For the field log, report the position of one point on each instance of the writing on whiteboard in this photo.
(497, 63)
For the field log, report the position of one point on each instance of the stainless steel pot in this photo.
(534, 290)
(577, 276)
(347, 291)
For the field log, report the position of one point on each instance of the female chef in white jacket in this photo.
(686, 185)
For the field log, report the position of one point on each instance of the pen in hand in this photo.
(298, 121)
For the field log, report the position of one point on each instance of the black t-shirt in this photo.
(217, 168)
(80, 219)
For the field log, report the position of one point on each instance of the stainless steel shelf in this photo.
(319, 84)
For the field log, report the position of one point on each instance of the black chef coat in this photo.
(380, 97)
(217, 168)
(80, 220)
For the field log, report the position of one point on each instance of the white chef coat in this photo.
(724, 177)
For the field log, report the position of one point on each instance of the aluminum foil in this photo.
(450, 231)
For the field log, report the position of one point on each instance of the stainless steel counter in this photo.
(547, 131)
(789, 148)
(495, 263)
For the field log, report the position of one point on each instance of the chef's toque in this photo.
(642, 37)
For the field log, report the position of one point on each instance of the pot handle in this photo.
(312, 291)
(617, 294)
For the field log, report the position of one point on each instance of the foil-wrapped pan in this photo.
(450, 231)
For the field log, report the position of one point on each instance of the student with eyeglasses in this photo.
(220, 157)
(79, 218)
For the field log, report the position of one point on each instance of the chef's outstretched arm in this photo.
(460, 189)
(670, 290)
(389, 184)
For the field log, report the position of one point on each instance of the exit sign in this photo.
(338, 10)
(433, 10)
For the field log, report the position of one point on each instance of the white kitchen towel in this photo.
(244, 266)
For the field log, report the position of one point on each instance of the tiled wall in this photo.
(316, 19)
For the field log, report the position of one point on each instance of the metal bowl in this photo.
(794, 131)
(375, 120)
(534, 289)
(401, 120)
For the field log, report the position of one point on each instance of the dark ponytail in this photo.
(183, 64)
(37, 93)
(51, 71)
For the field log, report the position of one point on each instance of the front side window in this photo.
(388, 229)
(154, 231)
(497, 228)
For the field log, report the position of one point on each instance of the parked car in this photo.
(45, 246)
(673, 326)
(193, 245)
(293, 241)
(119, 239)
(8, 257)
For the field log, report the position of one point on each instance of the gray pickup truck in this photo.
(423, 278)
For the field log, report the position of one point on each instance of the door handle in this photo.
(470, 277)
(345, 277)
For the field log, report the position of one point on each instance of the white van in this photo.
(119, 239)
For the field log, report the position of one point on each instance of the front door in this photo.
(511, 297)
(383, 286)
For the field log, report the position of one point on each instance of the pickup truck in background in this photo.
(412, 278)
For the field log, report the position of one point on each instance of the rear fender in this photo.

==================================================

> [What you will do] Output every line of the data above as a JSON array of strings, one string per line, with blank lines omitted.

> [Task output]
[
  "For the field log, report the position of one point on each instance of the writing on whiteboard in this photo.",
  "(497, 63)",
  "For the field log, report the position of one point on each instance of the stainless steel pot in this photo.",
  "(534, 290)",
  "(577, 276)",
  "(347, 291)",
  "For the field log, report the position of one point on each instance of the female chef in white jacket in this photo.",
  "(686, 185)",
  "For the field log, report the position of one point on each instance of the pen in hand in this photo.",
  "(298, 121)",
  "For the field log, report the position of one point on each instance of the black t-shirt in this photo.",
  "(217, 168)",
  "(80, 219)",
  "For the field log, report the position of one point on each instance of the stainless steel shelf in this photo.",
  "(319, 84)",
  "For the field log, report the position of one point on each instance of the black chef coat in this photo.",
  "(380, 97)",
  "(217, 168)",
  "(80, 220)",
  "For the field log, report the position of one point on each instance of the white chef coat in this photo.",
  "(724, 177)",
  "For the field log, report the position of one point on each instance of the aluminum foil in this photo.",
  "(450, 231)",
  "For the field log, report the position of one point on each instance of the stainless steel counter in this photo.",
  "(547, 131)",
  "(789, 148)",
  "(495, 263)",
  "For the field log, report the position of one point on each instance of the chef's toque in this photo.",
  "(642, 37)",
  "For the field log, report the position of one point on each instance of the pot handle in this photo.",
  "(312, 291)",
  "(617, 294)",
  "For the field log, report the position of one point on each instance of the foil-wrapped pan in this photo.",
  "(450, 231)",
  "For the field log, report the position of one point on each instance of the student with eyeglasses in this photo.",
  "(220, 157)",
  "(79, 218)",
  "For the field log, report the position of one point on each instance of the chef's outstretched arm in this photo.",
  "(460, 189)",
  "(670, 290)",
  "(389, 184)",
  "For the field log, report the position of one point on each instance of the exit sign in this photo.",
  "(338, 10)",
  "(433, 10)",
  "For the field log, report the position of one point on each instance of the white kitchen towel in this photo.",
  "(244, 266)",
  "For the field log, report the position of one point on each instance of the tiled wall in this photo.",
  "(316, 19)",
  "For the field log, report the position of one point on each instance of the metal bowl in this photo.",
  "(794, 131)",
  "(375, 120)",
  "(534, 289)",
  "(401, 120)",
  "For the field log, report the position of one point on each instance of the dark ponytail in this photo.",
  "(183, 64)",
  "(37, 93)",
  "(51, 71)",
  "For the field log, report the position of one point on each instance of the front side window in this photo.",
  "(388, 229)",
  "(154, 231)",
  "(497, 228)",
  "For the field log, report the position of one point on each instance of the parked car in this photo.",
  "(45, 246)",
  "(673, 326)",
  "(193, 245)",
  "(293, 241)",
  "(119, 239)",
  "(8, 257)",
  "For the field log, report the position of one point on each instance of the gray pickup truck in this photo.",
  "(423, 278)",
  "For the field log, report the position of one point on each instance of the door handle in this photo.",
  "(470, 277)",
  "(345, 277)",
  "For the field log, report the position of one point on each instance of the white van in this photo.",
  "(119, 239)",
  "For the field log, report the position of one point on each instance of the front door in this photo.",
  "(511, 297)",
  "(383, 286)",
  "For the field log, report the position of one point on each instance of the pickup truck in background in this photo.",
  "(412, 278)",
  "For the field log, report the position of one point on each instance of the rear fender in this photo."
]